**Written task**. Reproduce every one of the following records verbatim, line by line.
## Start Exercise inputs
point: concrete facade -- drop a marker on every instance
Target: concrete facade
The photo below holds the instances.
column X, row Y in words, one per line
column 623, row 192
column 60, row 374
## End Exercise inputs
**Written answer**.
point: concrete facade -- drop a marker on every instance
Target: concrete facade
The photo below holds the instances.
column X, row Y in words, one per line
column 623, row 192
column 60, row 374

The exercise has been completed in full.